About this task — Copy out each line in the listing below where the word "chain" appears.

Records for the task —
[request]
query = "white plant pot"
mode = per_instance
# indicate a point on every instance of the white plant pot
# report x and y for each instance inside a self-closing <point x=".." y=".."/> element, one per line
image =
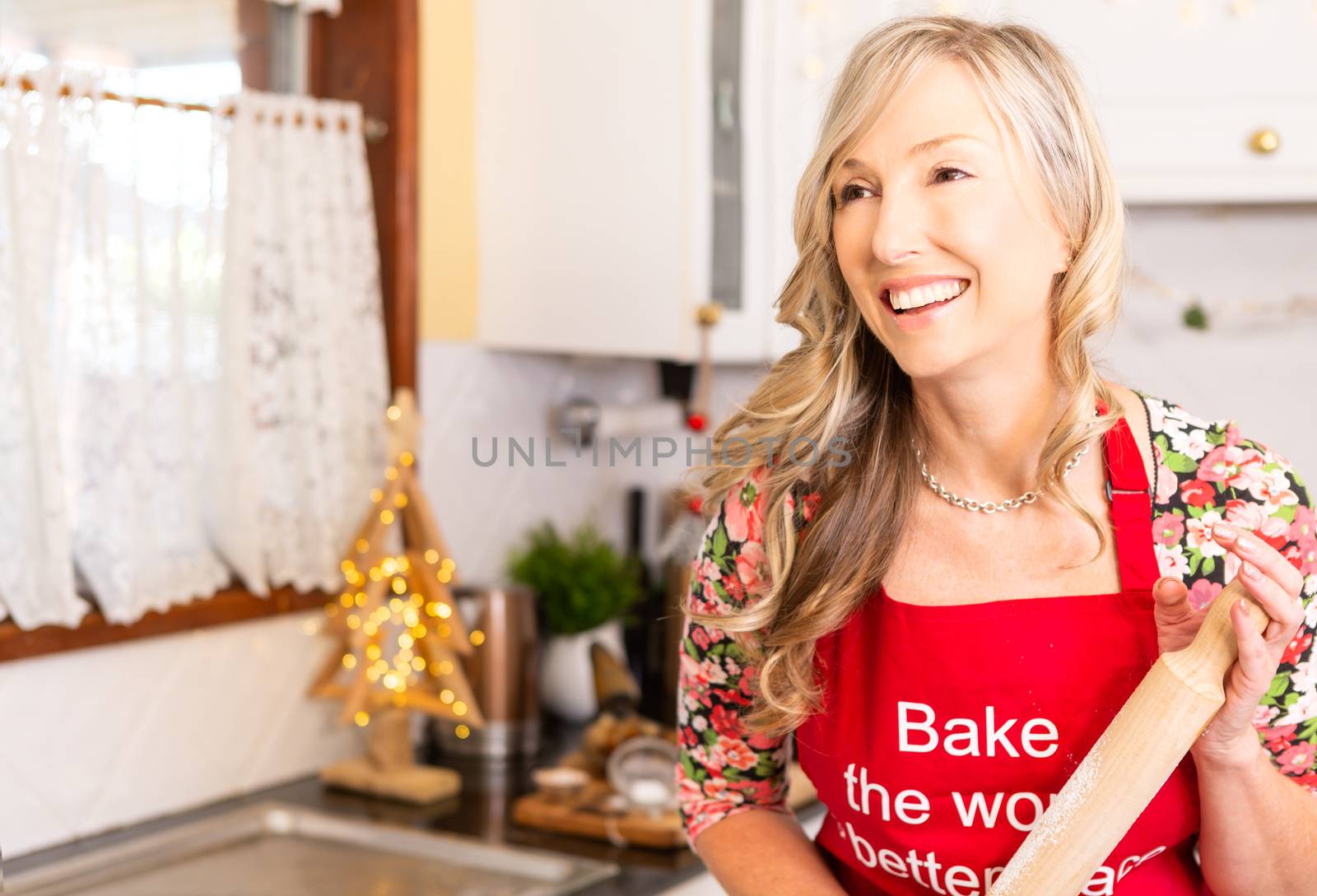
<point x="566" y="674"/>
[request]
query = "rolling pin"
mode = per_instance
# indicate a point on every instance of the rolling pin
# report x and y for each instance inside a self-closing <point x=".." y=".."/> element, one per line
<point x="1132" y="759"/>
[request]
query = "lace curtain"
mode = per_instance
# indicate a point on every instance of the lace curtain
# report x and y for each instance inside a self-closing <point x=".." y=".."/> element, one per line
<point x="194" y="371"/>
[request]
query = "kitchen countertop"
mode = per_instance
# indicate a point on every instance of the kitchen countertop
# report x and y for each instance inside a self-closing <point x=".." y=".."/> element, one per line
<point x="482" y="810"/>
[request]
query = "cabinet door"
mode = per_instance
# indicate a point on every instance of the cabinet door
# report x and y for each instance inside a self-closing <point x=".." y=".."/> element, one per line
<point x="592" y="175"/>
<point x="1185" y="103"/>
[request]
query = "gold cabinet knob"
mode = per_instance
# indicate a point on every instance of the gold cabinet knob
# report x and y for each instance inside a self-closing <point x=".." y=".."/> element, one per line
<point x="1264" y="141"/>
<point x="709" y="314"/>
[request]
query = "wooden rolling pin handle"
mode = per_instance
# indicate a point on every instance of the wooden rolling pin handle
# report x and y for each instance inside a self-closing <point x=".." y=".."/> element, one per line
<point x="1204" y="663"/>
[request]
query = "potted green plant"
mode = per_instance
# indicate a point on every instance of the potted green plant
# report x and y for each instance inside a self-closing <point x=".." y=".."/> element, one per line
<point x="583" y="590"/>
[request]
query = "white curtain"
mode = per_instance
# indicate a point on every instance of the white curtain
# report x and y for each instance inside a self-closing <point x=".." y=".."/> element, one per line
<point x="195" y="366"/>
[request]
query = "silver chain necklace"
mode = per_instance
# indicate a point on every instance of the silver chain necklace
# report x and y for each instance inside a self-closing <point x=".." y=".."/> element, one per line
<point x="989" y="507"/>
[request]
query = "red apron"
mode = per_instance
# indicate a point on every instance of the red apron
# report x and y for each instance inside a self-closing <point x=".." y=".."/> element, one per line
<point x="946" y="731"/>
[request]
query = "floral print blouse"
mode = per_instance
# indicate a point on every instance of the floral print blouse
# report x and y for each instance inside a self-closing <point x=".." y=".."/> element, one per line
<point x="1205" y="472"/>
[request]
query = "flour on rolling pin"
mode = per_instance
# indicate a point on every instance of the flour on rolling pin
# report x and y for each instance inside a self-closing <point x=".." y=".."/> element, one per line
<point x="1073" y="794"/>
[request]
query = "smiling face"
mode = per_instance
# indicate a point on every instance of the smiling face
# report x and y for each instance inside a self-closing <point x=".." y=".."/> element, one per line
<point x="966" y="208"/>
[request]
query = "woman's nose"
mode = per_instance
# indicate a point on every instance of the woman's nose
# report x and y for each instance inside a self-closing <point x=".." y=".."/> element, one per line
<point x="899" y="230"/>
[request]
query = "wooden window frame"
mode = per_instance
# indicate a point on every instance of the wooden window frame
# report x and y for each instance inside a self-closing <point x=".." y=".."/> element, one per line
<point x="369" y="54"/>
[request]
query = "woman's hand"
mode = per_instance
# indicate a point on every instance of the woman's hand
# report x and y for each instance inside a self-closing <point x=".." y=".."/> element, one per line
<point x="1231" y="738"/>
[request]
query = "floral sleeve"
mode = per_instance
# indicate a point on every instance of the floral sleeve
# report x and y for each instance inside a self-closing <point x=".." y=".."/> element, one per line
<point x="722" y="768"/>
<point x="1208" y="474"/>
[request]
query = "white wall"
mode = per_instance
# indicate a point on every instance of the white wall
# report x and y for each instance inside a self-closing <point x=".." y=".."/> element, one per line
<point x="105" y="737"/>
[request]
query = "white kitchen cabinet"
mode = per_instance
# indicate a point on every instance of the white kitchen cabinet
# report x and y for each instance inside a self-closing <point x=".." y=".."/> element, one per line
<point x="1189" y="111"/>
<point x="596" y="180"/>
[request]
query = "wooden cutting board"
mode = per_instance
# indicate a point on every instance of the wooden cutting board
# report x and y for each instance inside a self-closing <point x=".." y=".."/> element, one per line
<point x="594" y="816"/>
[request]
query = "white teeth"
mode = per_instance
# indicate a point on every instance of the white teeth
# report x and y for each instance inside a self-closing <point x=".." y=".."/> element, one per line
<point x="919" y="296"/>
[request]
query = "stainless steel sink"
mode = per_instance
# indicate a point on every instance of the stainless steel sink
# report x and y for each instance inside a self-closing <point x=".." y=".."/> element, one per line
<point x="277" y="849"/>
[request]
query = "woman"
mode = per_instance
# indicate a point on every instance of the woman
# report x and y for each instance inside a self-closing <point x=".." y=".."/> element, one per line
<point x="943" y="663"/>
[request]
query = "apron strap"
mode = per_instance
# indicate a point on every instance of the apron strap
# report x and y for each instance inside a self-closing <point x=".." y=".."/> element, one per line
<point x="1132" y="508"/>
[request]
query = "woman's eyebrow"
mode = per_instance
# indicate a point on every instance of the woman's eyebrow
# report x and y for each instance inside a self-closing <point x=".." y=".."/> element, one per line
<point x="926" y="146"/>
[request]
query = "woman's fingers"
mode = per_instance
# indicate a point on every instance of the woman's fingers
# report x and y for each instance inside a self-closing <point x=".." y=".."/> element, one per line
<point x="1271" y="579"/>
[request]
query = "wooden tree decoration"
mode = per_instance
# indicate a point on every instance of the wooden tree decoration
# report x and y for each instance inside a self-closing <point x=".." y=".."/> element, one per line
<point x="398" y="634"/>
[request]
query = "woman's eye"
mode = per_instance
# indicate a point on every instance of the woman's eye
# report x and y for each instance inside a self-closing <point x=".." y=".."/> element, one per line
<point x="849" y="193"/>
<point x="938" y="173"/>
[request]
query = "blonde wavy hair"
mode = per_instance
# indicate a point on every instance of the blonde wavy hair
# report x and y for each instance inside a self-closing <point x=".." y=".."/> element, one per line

Task output —
query = "silver chain necklace"
# indicate a point on every instance of the silver chain necklace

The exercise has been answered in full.